**CHALLENGE:** Please rewrite the listing below, changing "boat window" to "porthole" and leaving everything else the same.

■ ■ ■

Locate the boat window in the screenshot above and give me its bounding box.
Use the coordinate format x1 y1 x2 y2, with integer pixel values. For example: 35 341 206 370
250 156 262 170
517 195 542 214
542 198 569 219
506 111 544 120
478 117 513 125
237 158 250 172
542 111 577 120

■ ■ ■

**REPLY TO THE TASK:**
Locate the porthole in the screenshot above and give me its bounding box.
Use the coordinate format x1 y1 x2 y2, with integer pixel values. For example: 35 341 206 370
250 156 262 170
517 195 542 214
542 198 569 219
506 111 544 120
478 117 513 125
237 158 250 172
542 111 577 120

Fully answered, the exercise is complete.